Retype the items from the line that contains "Guideline: the keypoint for each instance of the open" up to and including the line that contains "(1066, 405)", keeping every character unchanged.

(Extracted data entries)
* * *

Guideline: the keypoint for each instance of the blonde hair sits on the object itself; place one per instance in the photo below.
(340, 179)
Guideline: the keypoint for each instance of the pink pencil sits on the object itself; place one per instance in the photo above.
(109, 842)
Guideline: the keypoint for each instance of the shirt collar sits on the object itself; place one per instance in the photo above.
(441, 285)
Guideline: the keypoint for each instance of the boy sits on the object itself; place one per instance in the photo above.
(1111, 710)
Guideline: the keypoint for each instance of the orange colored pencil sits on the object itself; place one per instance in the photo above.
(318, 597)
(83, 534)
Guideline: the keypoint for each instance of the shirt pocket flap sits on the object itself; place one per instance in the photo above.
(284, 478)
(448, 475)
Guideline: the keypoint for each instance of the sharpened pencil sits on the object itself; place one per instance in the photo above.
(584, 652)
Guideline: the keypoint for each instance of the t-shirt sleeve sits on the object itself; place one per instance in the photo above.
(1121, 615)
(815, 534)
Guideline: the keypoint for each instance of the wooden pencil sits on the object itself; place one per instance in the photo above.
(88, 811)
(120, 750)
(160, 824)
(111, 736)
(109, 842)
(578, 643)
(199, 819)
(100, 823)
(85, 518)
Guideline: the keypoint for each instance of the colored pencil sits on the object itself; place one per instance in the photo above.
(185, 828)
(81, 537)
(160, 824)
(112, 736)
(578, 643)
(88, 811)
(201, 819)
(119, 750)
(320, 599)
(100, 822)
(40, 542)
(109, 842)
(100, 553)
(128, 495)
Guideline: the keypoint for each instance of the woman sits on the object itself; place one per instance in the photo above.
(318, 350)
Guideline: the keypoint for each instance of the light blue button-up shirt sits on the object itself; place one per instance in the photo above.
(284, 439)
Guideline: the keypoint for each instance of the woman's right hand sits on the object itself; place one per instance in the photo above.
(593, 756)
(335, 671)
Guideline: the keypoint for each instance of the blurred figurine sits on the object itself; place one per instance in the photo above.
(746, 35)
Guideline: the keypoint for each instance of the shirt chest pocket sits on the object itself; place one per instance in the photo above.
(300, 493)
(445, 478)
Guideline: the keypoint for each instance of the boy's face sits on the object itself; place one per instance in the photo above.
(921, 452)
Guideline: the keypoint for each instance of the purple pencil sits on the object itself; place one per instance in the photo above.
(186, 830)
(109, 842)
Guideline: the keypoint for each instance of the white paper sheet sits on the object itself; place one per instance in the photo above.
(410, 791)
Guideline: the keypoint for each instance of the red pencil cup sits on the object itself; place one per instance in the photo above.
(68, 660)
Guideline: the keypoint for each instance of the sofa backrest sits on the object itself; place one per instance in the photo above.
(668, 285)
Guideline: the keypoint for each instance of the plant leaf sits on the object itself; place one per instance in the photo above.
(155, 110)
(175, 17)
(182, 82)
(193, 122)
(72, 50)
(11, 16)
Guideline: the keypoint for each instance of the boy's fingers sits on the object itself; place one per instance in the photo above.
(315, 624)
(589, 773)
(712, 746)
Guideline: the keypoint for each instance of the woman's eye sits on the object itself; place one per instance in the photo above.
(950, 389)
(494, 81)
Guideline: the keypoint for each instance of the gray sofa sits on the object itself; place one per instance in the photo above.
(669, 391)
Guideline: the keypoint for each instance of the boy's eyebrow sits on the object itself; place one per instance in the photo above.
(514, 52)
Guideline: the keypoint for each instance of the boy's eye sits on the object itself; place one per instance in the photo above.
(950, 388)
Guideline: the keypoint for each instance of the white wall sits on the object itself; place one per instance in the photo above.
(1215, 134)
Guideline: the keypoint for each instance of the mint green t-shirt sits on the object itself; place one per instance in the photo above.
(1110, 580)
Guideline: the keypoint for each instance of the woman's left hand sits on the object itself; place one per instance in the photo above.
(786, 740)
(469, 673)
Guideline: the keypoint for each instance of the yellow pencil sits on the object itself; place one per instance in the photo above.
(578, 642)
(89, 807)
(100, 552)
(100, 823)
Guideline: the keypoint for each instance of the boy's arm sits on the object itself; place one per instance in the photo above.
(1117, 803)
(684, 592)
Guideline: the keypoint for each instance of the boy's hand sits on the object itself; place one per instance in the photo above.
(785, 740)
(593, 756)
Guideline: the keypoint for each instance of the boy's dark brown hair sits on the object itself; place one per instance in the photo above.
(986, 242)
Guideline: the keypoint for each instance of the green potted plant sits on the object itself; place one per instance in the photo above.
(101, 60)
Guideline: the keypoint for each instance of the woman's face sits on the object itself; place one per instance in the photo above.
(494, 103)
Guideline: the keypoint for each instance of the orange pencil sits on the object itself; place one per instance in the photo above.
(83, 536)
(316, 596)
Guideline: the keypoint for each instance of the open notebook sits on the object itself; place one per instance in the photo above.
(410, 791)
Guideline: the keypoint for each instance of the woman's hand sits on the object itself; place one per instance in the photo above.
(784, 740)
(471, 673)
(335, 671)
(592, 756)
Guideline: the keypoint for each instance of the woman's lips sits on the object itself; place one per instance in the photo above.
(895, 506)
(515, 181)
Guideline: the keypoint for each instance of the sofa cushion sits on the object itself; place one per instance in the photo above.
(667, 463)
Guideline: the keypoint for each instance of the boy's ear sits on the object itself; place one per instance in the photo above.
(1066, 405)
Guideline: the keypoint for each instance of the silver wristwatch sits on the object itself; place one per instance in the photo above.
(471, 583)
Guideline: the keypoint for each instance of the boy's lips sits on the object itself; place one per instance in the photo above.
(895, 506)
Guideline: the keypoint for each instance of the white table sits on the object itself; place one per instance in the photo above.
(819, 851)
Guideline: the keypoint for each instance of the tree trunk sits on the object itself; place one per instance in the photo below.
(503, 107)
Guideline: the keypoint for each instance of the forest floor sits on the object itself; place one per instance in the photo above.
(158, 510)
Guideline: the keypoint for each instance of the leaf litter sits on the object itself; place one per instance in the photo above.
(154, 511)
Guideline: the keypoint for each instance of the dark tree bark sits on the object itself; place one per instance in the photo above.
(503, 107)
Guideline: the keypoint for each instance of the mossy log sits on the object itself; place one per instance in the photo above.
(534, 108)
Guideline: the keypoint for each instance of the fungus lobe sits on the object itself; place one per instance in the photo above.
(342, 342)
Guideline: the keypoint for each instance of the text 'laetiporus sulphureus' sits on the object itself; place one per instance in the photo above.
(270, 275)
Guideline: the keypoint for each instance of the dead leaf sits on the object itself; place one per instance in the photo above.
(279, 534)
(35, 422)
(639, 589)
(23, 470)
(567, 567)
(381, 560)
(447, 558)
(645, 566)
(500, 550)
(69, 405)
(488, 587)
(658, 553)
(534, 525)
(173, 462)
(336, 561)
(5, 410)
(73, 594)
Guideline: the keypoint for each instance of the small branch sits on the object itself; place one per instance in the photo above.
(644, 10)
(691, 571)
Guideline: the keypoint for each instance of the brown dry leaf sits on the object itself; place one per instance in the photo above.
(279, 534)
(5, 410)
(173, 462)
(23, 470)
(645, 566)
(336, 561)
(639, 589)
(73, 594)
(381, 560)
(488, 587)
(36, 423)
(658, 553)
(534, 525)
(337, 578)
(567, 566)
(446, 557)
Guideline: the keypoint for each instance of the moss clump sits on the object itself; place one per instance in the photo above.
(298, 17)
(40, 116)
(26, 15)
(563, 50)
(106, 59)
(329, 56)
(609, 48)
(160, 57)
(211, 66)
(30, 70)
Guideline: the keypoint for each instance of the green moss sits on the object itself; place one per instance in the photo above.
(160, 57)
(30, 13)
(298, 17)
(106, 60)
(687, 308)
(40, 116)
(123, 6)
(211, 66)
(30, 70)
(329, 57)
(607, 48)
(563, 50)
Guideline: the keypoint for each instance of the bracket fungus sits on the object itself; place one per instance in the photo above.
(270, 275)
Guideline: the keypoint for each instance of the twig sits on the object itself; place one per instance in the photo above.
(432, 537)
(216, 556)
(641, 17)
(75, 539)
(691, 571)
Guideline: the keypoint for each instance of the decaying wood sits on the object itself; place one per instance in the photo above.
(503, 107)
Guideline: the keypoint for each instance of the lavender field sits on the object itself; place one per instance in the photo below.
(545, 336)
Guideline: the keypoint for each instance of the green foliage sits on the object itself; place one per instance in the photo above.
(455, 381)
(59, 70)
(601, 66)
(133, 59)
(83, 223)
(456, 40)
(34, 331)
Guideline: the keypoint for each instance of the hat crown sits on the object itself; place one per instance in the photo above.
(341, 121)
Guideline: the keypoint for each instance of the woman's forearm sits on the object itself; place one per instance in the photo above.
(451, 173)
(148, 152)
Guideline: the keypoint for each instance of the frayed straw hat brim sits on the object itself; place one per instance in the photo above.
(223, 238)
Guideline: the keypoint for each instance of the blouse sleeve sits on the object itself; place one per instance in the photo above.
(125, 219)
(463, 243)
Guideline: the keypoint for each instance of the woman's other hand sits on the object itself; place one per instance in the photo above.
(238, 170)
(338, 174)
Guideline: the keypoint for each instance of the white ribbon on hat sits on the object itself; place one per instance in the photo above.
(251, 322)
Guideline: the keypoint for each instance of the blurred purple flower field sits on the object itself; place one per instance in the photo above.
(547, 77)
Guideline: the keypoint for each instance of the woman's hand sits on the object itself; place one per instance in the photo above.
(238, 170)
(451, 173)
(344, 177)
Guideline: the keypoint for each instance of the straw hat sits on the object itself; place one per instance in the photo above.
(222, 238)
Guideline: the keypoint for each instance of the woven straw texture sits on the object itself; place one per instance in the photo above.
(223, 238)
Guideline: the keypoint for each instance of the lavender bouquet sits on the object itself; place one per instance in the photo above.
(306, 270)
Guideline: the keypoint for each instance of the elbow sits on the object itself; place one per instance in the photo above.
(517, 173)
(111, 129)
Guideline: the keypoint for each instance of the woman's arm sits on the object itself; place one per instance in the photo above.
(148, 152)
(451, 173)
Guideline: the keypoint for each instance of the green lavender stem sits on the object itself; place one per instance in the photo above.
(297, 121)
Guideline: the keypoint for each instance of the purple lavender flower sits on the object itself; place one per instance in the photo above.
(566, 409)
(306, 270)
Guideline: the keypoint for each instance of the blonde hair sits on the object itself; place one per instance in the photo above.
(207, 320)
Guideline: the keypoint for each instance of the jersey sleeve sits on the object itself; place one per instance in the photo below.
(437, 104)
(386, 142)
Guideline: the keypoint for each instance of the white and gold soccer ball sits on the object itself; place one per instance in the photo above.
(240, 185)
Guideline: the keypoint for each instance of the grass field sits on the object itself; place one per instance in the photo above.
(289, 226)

* * *

§ Problem solution
Guideline: the keypoint for each instance of the open notebook sits on the object itself; place one per instance in the photo above.
(410, 791)
Guideline: the keypoint for each instance of the woman's hand sits on the object itself; place one per instance in the photo above.
(784, 740)
(471, 673)
(335, 671)
(592, 756)
Guideline: the keypoint for each instance of the woman's lips sits on the object itself; place one per instance in the photo above.
(895, 506)
(515, 181)
Guideline: the keypoint for each instance of the sofa cushion sits on the object itself; place one per instance in the photo above.
(667, 463)
Guideline: the keypoint for each instance of the boy's ear sits on the object itself; place one per instance in the photo above.
(1066, 405)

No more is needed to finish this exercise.